=== EXTRACTED TEXT ===

= Edwin Stern =

American judge

Edwin H. Stern (born June 10, 1941) is a lawyer and judge who served as acting justice on the New Jersey Supreme Court (Judge of the Appellate Division, Temporarily Assigned to the Supreme Court).

Stern grew up in South Orange, New Jersey, graduating from Rutgers University in 1963 and from Columbia Law School in 1966. He has lived in West Orange and Monroe Township.

Stern was a law clerk to a judge on the Appellate Division and from 1967 to 1970 worked as a private practice lawyer. He later joined the Hudson County prosecutor's office, where he worked as first assistant (1970–73) and then as acting prosecutor (1973–74). After that, he worked as the director of criminal practice in the Administrative Office of the Courts (AOC) until 1977. He worked as a deputy attorney general in the Department of Law and Public Safety until 1980, when he returned to the AOC, where worked as the assistant director for legal services.

New Jersey Governor Brendan Byrne appointed him to the Superior Court in 1981. Stern became an appellate judge on September 1, 1985, on the New Jersey Superior Court, Appellate Division, and on September 1, 1998, becoming the Presiding Judge of Appellate Division Part H.

=== DATA LINES ===

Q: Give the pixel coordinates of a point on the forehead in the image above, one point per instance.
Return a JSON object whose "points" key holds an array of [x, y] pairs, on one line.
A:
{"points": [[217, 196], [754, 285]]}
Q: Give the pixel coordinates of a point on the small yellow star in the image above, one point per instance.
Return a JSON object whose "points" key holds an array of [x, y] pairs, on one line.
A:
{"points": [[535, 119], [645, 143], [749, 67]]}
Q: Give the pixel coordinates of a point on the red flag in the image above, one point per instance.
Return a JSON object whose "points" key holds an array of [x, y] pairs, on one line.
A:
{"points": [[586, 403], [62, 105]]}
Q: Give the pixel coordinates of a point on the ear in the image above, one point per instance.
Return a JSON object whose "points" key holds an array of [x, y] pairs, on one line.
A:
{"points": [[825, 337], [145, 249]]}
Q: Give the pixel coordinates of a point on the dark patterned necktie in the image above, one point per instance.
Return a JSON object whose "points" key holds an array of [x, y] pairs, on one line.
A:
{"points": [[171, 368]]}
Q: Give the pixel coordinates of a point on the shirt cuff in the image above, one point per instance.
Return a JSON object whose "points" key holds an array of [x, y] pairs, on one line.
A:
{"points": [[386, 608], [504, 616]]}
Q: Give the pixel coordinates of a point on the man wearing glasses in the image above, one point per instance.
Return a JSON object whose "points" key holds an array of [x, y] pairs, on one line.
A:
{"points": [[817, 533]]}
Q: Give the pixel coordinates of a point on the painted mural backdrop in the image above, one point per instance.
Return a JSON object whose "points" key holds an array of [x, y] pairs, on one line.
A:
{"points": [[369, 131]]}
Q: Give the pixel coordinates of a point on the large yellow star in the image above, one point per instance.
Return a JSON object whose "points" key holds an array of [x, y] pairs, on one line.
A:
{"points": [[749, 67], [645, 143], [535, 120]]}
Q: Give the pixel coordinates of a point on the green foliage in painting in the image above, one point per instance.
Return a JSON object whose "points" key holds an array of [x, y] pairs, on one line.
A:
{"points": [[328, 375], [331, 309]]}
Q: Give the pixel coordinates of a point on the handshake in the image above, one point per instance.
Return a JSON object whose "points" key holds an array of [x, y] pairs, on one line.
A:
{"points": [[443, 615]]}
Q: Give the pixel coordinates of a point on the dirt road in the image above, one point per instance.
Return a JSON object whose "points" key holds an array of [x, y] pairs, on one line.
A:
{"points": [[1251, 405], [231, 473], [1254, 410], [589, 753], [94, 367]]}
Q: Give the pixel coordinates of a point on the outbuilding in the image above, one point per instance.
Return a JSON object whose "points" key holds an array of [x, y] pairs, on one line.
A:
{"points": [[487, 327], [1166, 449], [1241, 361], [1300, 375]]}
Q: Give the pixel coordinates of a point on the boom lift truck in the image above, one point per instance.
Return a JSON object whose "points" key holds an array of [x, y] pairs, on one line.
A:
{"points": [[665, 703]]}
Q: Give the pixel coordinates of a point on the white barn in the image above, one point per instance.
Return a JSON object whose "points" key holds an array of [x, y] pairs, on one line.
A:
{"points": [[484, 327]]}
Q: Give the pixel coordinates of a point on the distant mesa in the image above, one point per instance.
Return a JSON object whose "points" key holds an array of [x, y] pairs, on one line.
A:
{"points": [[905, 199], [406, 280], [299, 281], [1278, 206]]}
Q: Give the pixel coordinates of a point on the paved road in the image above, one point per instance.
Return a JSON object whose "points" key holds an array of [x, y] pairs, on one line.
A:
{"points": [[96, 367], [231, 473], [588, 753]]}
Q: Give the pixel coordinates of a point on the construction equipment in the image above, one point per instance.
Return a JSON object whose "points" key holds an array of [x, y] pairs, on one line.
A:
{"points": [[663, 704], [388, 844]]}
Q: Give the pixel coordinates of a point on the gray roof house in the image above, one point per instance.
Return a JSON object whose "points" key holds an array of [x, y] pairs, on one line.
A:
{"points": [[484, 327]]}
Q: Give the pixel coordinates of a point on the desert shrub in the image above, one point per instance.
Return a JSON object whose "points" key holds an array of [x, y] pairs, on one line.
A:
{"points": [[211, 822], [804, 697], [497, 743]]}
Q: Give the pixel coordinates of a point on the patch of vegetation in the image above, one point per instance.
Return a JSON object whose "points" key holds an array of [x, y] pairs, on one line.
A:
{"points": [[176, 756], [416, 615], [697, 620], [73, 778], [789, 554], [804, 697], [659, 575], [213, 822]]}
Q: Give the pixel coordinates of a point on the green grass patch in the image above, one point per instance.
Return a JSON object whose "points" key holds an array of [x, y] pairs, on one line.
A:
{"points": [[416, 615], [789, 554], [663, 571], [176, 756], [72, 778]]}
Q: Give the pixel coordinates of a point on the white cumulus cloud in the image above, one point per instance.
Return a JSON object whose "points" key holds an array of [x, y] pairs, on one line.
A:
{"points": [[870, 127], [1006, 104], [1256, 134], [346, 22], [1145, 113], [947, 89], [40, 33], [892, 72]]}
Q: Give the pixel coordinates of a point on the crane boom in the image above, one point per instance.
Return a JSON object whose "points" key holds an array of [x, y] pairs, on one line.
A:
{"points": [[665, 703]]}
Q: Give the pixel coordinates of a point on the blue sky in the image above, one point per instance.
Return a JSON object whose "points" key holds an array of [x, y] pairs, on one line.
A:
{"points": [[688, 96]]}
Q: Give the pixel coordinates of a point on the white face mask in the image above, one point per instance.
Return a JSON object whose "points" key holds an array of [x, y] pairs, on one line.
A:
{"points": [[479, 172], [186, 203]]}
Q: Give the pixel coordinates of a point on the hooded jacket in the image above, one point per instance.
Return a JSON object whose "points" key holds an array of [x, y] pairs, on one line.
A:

===

> **SET PROBLEM A**: In the rows starting at the line containing "Q: Give the pixel coordinates of a point on the hooded" and ending at the last row, switch "hooded jacket" to "zippered raincoat" and leave everything else unchanged.
> **SET PROBLEM B**: Resume the Edwin Stern biography after its final sentence.
These rows have no connection to the Edwin Stern biography.

> **WRITTEN REPLY A**:
Q: Give the pixel coordinates of a point on the zippered raincoat in the image above, one point per instance.
Return a JSON object whose "points" key holds an array of [x, y] pairs, on one line.
A:

> **WRITTEN REPLY B**:
On May 3, 2010, Governor Chris Christie declined to re-nominate John E. Wallace, Jr., whose term expired on May 20, 2010. He was the first Justice of the Supreme Court to be denied tenure in more than a half-century since the adoption of the 1947 State Constitution. Chief Justice Stuart Rabner appointed Stern to the Supreme Court in September 2010 during a period of controversy and conflict with the New Jersey Senate about its political composition. He sat on the court until his mandatory retirement in 2011 after which he took a position at Gibbons P.C.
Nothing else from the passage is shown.